_Your tasks_.
1. In the article about the papal encyclical, reproduce the part that opens with the words containing "But the next" and closes with "existing power plants.".
2. According to the article about the papal encyclical, on what date did Pope Francis release it?
3. Render this sentence from the article about the papal encyclical in Spanish: "To enthusiastic worldwide reception, the encyclical stated that humans were morally bound to protect the planet for future generations, and especially for the vulnerable among us."

START Passage

By Susie Davidson
This article was first published in the August 27 issue of the Jewish Journal of the North Shore.
On June 18, Pope Francis released his long-awaited,
climate-centered encyclical, “Laudato Sii,” which translates to “May the
Creator Be Praised," and is taken from a prayer of St. Francis of Assisi acknowledging
Brother Sun, Sister Moon, and all other elements of Creation.
To enthusiastic worldwide reception, the encyclical stated
that humans were morally bound to protect the planet for future generations,
and especially for the vulnerable among us.
But the next day, by one deciding vote, the Senate
Appropriations Committee effectively gutted the EPA's first-ever plan to
implement limits on carbon pollution from existing power plants.
And at the end of June, the Supreme Court granted the coal
industry a reprieve from the Clean Air Act's mandatory curbs on mercury
emissions. Coal-producing states and the U.S. Chamber of Commerce are
reportedly preparing a suit against the mandates expected to end up back before
the Supreme Court.

END Passage
START Recorded data

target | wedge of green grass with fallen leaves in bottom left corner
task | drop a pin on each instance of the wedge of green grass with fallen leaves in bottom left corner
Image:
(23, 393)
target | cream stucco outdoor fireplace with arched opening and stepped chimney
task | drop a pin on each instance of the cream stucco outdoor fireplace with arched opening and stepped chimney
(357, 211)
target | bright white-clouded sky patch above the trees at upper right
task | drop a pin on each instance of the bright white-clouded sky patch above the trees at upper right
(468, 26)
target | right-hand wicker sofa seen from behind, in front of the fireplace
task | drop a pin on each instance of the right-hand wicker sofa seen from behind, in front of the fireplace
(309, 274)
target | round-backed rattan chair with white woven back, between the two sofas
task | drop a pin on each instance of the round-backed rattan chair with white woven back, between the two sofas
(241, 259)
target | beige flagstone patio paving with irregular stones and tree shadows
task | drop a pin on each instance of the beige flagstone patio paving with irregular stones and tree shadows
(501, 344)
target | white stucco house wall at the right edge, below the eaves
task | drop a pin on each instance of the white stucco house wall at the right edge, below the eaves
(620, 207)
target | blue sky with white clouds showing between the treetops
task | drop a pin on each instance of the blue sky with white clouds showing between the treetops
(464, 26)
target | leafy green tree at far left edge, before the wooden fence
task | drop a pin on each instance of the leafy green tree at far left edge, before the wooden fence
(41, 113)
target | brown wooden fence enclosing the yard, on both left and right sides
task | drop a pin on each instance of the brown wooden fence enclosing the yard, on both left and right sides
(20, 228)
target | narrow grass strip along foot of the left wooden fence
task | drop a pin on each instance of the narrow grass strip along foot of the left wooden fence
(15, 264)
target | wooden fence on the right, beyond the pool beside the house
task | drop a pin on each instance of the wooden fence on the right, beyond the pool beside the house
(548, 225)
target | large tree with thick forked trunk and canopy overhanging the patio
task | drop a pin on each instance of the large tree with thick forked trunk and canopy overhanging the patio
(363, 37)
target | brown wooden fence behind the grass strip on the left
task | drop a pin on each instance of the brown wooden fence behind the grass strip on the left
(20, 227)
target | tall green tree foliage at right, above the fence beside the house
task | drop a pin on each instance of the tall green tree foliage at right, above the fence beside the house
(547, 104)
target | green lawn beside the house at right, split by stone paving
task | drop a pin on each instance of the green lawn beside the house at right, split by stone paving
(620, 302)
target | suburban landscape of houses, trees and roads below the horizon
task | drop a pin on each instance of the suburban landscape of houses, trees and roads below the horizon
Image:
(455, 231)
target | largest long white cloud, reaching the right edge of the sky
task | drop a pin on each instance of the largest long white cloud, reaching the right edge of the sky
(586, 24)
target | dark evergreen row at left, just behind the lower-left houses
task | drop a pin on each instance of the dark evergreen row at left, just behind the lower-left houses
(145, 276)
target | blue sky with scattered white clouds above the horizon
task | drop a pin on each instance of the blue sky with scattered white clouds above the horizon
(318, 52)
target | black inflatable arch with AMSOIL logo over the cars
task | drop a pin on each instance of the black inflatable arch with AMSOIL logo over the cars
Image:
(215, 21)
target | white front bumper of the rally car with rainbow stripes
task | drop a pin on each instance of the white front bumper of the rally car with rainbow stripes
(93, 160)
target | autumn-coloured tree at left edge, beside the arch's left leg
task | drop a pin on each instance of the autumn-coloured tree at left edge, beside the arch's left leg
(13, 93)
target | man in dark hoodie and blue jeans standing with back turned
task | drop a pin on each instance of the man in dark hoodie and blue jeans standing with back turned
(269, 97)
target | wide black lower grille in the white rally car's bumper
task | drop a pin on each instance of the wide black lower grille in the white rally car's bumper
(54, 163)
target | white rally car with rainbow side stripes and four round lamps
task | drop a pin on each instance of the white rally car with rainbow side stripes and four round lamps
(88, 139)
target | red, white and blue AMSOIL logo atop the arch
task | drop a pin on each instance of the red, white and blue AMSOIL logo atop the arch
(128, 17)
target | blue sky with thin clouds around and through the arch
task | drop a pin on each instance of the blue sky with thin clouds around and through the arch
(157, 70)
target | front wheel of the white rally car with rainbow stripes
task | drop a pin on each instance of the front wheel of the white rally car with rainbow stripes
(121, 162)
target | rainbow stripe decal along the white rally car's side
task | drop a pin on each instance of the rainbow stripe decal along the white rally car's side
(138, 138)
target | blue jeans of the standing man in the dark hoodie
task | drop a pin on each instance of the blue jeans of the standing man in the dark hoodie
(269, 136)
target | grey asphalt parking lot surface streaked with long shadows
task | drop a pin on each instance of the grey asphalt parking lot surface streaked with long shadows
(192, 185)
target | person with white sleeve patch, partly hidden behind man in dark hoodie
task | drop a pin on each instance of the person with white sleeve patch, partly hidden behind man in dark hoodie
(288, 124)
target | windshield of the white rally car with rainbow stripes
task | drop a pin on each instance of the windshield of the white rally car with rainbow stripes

END Recorded data
START Recorded data

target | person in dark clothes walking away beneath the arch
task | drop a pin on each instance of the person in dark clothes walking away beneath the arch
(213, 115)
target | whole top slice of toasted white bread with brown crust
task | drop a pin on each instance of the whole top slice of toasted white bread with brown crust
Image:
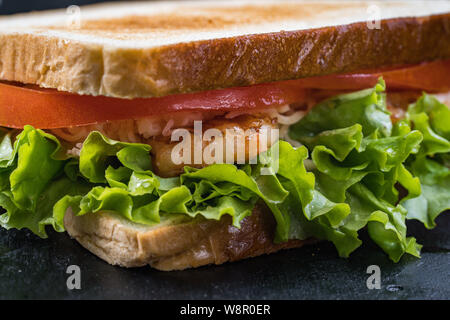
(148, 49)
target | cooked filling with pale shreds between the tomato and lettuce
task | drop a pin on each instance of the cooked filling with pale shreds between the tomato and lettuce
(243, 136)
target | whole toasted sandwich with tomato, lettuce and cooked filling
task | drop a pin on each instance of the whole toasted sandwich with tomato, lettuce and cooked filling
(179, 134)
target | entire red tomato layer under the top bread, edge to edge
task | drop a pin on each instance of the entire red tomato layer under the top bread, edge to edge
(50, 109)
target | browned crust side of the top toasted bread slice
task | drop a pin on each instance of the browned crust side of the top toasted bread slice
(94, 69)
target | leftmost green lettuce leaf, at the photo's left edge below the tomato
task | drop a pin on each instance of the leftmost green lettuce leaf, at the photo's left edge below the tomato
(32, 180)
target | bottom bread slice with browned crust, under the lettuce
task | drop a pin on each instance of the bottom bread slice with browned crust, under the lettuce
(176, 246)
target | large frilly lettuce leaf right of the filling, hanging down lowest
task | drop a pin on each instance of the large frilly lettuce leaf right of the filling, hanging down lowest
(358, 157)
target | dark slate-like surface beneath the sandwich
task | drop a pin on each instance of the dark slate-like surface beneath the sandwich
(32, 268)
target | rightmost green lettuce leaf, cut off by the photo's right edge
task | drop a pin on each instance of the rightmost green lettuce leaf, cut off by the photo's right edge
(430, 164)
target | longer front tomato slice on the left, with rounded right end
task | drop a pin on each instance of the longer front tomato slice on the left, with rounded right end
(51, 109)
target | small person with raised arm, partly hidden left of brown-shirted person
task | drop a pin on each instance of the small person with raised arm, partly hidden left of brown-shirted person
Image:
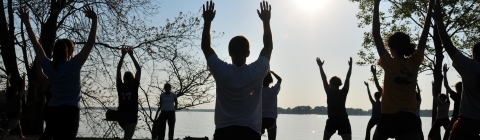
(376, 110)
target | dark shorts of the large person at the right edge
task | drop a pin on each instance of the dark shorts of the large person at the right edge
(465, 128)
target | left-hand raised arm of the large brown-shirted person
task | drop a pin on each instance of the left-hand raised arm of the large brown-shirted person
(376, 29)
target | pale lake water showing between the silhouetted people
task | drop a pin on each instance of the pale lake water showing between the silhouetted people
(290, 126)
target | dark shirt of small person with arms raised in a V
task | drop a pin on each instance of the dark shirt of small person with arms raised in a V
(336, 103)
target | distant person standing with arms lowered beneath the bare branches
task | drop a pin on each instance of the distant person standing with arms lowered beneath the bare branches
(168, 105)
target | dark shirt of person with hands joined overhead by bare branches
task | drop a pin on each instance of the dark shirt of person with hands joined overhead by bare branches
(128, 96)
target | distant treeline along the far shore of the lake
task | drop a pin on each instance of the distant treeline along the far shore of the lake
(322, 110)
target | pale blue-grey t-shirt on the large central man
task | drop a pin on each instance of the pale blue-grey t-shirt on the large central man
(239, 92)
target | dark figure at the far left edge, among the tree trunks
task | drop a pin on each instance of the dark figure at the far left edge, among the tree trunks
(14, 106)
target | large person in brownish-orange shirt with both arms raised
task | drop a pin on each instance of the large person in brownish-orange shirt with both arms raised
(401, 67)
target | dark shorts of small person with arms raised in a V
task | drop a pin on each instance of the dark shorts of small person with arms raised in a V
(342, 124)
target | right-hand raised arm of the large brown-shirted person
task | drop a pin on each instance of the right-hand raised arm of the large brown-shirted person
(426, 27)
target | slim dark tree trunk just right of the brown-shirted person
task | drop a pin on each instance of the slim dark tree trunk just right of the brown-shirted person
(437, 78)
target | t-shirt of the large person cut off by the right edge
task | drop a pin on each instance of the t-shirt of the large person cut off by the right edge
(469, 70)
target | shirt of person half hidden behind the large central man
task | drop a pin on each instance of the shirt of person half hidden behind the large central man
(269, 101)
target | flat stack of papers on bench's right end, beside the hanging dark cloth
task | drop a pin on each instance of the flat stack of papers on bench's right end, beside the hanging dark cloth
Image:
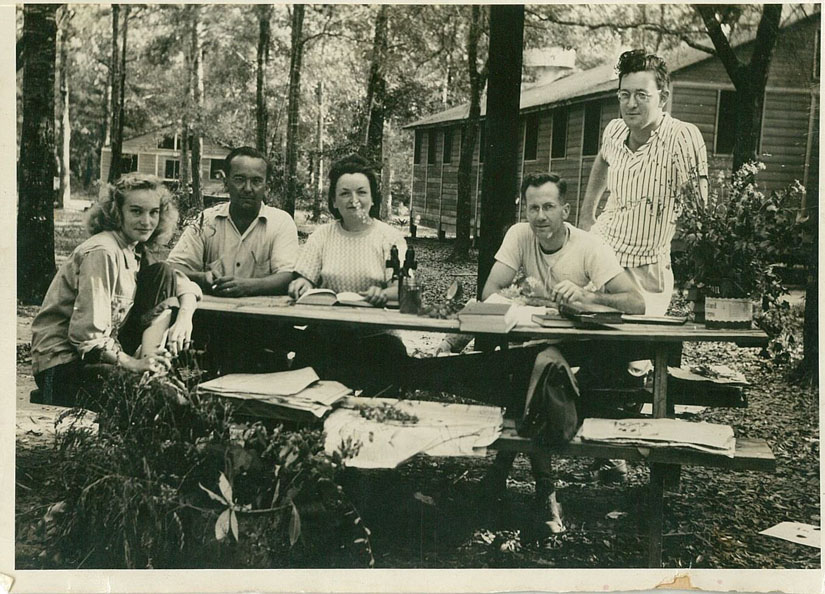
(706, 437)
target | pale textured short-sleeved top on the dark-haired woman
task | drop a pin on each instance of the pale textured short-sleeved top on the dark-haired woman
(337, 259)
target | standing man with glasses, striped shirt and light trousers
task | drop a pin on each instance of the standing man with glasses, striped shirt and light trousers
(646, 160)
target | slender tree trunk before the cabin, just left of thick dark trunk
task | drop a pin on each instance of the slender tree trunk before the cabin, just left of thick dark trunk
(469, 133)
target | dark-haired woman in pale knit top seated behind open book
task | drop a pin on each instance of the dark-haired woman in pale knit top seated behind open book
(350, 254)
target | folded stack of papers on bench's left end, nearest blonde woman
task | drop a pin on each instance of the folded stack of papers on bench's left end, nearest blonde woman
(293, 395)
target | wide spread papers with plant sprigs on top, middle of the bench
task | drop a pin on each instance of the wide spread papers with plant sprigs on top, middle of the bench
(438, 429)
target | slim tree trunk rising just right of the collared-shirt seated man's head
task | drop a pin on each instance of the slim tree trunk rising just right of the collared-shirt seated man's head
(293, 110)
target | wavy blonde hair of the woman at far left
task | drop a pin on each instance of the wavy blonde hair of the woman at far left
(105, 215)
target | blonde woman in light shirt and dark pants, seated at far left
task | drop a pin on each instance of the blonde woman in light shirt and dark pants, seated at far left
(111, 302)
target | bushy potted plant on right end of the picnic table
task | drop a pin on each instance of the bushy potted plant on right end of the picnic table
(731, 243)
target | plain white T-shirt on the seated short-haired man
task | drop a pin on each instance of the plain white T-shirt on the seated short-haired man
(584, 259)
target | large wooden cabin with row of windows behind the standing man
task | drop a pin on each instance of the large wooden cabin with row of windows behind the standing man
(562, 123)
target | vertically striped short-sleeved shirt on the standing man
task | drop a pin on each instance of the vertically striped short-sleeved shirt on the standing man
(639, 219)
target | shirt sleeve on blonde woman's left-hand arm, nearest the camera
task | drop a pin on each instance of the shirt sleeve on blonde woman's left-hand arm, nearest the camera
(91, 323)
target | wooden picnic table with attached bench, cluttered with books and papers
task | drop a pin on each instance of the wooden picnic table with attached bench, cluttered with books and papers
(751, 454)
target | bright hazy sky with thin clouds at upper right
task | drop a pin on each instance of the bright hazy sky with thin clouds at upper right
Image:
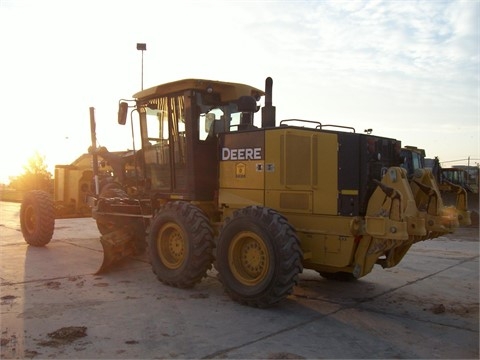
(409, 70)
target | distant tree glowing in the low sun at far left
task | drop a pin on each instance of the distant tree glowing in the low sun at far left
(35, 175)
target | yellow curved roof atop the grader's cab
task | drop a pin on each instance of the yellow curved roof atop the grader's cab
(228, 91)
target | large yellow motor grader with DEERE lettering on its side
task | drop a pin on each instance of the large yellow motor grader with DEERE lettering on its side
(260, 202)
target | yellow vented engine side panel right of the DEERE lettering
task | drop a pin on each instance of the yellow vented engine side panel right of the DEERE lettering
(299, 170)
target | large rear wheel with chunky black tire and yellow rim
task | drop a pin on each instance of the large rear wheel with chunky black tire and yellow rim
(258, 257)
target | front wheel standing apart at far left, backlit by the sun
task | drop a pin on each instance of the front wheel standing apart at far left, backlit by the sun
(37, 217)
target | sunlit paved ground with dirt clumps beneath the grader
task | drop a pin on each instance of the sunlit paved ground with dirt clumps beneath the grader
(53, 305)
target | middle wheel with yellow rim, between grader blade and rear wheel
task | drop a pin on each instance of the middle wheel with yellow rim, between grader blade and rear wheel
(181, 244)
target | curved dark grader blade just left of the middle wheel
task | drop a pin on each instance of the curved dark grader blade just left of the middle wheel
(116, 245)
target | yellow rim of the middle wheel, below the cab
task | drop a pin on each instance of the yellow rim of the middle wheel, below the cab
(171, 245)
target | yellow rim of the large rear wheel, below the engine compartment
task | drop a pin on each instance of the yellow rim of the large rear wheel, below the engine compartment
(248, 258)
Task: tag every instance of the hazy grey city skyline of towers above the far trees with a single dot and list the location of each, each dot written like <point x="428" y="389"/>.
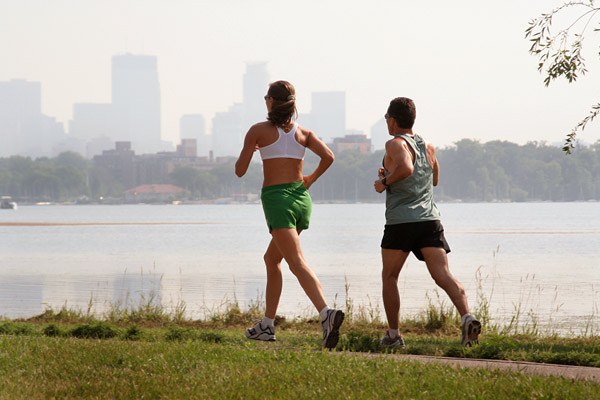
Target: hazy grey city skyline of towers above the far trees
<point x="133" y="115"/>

END Recorded data

_Results of the tasks_.
1.
But the next day, by one deciding vote, the Senate
Appropriations Committee effectively gutted the EPA's first-ever plan to
implement limits on carbon pollution from existing power plants.

2. June 18

3. Con una entusiasta acogida en todo el mundo, la encíclica afirmaba que los seres humanos estaban moralmente obligados a proteger el planeta para las generaciones futuras, y especialmente para los más vulnerables entre nosotros.